• Extracted information:
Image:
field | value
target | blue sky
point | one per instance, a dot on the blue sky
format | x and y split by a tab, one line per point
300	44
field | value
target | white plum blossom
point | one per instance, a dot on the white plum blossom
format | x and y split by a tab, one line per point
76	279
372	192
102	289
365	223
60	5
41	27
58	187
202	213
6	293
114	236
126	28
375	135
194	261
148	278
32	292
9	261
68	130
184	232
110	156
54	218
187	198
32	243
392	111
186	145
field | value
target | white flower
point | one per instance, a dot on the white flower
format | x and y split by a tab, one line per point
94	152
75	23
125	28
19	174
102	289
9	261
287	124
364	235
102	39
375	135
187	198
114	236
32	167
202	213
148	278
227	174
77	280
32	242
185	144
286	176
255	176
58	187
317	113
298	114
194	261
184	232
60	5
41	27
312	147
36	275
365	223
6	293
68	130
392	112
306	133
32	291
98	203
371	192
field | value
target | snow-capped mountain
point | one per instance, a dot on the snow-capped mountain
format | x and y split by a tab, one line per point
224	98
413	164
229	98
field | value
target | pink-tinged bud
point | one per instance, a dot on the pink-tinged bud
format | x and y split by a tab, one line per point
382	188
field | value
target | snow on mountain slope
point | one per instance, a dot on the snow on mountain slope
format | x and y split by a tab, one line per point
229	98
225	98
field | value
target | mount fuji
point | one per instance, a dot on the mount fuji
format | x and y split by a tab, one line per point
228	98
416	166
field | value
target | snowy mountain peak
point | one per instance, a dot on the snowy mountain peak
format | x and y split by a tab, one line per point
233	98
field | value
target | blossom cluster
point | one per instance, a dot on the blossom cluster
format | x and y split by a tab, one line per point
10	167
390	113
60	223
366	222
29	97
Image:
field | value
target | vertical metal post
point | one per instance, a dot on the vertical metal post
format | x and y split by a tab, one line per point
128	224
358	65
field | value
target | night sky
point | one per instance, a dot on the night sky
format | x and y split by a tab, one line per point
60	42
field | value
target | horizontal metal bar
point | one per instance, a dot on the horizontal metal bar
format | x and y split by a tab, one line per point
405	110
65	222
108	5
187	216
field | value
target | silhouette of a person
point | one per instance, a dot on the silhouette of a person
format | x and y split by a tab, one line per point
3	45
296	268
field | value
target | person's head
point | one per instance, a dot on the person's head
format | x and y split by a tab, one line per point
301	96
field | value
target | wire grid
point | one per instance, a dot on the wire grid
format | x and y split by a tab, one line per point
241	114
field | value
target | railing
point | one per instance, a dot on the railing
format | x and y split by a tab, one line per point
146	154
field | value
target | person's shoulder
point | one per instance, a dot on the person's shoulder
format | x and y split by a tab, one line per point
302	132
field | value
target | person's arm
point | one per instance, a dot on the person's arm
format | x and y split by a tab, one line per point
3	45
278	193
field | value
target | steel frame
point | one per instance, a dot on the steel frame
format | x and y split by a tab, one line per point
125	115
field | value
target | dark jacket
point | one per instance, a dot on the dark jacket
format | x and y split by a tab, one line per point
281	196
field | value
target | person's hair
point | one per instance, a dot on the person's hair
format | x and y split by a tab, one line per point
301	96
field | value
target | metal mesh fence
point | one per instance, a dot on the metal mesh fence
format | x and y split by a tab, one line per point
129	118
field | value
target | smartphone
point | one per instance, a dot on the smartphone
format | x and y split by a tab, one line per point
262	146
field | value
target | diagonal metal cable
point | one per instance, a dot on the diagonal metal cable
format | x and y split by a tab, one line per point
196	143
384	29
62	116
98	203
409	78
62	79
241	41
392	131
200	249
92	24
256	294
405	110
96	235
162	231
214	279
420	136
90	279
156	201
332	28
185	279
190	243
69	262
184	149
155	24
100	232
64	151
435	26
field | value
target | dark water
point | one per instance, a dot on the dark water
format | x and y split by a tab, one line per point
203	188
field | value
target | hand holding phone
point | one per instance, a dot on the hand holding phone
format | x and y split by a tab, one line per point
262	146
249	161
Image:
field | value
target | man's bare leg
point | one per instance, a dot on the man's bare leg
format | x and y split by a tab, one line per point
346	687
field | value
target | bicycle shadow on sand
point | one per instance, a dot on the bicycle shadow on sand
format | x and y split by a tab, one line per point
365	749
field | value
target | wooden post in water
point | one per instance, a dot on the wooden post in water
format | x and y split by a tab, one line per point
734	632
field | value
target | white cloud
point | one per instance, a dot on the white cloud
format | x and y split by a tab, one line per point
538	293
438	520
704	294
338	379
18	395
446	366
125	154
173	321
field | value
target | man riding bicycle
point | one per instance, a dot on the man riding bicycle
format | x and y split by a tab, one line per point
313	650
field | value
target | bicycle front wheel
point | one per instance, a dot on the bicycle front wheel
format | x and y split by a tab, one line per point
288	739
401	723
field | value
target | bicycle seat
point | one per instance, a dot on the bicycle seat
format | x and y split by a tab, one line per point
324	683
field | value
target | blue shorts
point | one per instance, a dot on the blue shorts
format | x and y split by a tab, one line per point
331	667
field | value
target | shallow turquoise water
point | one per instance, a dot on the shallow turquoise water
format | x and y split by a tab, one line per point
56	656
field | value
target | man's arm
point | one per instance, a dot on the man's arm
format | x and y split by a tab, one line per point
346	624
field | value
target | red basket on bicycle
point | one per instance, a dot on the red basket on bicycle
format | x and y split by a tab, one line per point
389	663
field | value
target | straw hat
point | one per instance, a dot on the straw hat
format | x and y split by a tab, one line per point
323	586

• Required action: Would you please show every line of the material above that includes the string "plum"?

• Task output:
target | white plum blossom
point | one per instance, a dot on the white plum blossom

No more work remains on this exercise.